> [Aim]: Gather every line of the material below that contains the word "metal", and copy each one in full. Match case exactly.

> [Pointing dataset excerpts]:

▬▬▬

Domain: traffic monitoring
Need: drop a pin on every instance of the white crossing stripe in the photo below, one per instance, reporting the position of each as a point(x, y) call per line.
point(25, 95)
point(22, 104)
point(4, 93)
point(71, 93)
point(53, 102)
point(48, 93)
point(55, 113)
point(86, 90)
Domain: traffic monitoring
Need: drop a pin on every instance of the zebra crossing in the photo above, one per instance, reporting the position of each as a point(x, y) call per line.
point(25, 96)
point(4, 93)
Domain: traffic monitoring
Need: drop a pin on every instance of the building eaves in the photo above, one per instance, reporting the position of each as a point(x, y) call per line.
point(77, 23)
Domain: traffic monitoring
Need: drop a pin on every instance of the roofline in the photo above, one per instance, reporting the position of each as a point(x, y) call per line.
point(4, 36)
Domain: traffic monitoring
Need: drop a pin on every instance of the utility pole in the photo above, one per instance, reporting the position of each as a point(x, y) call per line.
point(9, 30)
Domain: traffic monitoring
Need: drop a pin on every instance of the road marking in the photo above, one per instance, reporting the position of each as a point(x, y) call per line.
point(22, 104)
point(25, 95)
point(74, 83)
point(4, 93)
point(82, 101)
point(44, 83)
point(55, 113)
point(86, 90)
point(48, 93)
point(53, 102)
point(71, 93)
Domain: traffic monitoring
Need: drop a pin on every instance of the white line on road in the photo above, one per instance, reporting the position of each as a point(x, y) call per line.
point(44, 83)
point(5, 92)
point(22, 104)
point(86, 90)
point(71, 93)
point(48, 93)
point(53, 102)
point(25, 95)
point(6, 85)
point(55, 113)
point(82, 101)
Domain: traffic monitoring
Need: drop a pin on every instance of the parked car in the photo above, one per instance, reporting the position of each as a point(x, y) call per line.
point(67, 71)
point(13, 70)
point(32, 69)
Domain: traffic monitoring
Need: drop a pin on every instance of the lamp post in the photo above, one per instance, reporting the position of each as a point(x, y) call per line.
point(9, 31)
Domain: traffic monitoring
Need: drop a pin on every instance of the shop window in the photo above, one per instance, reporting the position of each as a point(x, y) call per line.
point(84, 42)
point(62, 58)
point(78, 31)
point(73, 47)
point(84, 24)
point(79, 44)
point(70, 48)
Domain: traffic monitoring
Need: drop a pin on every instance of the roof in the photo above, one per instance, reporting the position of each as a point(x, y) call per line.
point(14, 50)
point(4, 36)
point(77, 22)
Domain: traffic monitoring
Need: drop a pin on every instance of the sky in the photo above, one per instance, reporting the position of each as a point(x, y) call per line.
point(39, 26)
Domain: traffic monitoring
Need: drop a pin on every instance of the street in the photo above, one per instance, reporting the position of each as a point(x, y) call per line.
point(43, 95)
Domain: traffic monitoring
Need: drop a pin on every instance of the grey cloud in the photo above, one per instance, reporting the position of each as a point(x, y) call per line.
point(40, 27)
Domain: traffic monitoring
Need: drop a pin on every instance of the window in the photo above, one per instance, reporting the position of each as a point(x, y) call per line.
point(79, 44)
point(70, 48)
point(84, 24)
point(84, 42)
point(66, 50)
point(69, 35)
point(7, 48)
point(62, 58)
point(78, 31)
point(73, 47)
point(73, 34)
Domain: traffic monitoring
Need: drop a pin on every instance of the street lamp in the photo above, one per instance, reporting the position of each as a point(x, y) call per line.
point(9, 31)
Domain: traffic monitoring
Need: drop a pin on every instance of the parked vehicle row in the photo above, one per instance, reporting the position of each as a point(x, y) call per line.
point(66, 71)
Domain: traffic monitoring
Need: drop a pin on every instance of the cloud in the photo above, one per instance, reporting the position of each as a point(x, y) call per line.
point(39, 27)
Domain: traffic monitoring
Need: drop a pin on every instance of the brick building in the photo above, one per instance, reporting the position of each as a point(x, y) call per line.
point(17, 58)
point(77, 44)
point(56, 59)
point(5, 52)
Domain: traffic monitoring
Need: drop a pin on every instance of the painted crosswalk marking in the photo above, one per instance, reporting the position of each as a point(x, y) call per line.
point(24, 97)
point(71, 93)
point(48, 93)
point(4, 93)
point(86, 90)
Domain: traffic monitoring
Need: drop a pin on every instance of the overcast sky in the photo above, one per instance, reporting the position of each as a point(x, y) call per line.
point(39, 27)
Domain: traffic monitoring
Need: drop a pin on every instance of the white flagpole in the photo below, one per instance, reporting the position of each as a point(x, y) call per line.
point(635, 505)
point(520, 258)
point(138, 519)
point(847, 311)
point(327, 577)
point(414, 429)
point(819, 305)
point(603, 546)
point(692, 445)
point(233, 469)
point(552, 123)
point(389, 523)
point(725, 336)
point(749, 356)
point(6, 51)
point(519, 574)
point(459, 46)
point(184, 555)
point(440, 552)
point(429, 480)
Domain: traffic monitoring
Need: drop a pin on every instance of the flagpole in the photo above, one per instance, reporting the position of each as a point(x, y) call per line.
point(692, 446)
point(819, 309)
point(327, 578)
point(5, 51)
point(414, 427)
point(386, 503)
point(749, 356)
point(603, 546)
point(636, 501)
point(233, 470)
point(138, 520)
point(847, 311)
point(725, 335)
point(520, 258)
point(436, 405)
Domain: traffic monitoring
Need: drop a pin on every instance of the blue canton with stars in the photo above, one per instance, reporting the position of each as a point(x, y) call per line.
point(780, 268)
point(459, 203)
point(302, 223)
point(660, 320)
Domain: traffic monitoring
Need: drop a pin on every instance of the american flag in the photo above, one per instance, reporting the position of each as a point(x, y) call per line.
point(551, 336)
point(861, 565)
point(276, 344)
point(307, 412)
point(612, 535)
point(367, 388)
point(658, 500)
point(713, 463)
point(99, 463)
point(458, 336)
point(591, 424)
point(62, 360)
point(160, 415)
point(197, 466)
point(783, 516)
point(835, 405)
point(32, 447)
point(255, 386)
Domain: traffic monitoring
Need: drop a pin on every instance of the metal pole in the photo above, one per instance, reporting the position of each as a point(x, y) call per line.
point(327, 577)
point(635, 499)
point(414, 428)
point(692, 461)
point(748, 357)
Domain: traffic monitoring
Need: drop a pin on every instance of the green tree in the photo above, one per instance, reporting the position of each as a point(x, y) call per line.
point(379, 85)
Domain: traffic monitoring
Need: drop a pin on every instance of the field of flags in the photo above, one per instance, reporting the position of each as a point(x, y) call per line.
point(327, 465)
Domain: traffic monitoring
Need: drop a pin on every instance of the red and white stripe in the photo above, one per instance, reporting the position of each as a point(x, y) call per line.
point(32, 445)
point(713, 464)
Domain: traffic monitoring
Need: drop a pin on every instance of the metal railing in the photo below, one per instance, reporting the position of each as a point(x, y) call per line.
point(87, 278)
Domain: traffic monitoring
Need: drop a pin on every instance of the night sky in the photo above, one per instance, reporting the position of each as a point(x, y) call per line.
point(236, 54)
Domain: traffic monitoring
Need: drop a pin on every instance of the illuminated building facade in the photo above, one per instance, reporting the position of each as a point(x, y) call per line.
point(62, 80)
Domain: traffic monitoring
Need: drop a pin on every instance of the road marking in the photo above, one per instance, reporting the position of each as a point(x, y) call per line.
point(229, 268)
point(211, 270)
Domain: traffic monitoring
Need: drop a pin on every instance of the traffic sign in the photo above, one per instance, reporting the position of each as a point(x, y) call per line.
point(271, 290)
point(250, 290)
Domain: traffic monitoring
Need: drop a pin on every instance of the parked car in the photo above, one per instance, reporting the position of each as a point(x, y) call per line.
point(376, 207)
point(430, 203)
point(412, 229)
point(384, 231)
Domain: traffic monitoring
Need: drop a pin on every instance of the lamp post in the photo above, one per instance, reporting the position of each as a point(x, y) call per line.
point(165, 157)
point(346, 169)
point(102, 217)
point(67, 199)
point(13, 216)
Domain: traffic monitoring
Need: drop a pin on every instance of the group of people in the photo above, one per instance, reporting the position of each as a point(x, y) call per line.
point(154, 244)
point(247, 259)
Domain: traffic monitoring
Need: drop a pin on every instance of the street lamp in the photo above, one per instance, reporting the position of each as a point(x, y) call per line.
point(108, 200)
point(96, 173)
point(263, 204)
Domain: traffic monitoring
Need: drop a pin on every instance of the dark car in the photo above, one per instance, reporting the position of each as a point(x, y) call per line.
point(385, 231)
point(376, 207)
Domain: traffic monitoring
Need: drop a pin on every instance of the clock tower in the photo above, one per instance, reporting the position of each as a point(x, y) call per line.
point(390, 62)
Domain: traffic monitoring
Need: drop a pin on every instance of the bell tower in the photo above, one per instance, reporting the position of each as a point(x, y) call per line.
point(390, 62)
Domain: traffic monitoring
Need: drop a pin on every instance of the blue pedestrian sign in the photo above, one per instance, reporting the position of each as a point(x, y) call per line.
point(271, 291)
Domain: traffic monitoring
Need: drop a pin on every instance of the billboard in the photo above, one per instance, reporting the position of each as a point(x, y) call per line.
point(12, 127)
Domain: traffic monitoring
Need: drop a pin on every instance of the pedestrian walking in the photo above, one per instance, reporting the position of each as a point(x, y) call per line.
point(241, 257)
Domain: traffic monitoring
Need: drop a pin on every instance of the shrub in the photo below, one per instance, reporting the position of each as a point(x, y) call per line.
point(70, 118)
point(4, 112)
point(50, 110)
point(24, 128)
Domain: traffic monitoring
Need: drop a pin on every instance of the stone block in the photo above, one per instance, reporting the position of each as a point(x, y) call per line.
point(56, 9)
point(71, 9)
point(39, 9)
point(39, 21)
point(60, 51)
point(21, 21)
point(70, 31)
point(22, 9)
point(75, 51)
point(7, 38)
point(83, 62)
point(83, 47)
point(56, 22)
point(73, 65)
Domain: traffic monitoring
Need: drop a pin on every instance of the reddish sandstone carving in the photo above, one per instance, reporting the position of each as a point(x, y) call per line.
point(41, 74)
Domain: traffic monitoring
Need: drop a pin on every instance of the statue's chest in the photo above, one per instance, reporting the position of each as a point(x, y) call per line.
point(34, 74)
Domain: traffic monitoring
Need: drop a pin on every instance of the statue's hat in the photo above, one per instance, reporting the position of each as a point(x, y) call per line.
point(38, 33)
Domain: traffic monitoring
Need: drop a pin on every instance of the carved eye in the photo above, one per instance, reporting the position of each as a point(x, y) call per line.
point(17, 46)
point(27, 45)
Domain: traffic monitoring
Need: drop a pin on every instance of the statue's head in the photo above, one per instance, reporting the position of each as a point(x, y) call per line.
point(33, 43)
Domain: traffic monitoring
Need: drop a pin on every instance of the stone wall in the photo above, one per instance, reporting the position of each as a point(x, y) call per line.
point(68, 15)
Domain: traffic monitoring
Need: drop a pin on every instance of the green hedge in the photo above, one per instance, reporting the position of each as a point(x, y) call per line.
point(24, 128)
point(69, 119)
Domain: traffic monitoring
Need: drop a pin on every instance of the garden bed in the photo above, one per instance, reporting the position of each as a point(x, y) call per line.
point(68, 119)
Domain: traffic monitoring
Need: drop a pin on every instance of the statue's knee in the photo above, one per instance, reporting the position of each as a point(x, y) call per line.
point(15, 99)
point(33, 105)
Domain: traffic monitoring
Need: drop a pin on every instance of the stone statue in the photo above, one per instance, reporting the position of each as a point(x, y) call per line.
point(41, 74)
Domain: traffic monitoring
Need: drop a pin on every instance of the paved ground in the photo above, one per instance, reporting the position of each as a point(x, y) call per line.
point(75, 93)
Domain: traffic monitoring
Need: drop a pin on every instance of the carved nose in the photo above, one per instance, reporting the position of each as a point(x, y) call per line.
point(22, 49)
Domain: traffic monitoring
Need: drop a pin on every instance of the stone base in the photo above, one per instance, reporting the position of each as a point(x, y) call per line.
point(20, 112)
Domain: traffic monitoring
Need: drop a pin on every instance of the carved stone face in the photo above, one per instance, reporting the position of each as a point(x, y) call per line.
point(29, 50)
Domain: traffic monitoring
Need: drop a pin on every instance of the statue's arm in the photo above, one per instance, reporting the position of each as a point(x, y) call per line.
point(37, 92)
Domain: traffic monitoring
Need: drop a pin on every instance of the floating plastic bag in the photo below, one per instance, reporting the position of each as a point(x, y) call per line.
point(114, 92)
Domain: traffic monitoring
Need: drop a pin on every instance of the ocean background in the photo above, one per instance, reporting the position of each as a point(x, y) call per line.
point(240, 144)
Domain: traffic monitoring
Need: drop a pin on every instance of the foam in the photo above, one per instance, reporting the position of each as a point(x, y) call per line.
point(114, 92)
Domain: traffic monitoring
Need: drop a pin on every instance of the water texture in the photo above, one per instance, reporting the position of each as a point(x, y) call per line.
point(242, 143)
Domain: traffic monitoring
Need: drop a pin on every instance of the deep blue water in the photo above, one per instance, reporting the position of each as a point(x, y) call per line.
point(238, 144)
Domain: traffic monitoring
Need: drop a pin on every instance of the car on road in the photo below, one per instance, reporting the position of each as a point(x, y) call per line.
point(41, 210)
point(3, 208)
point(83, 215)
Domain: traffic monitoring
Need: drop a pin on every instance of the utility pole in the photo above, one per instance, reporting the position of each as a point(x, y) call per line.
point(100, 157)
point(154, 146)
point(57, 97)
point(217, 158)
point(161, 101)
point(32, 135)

▬▬▬

> [The result]:
Need: drop a pin on every instance of the metal pole in the photo above, one per instance, reporting the position of each as a point(x, y) call per line.
Need: drop a pin on every instance of the metal railing in the photo below, one per instance, reporting the position of each as a point(x, y) call per line.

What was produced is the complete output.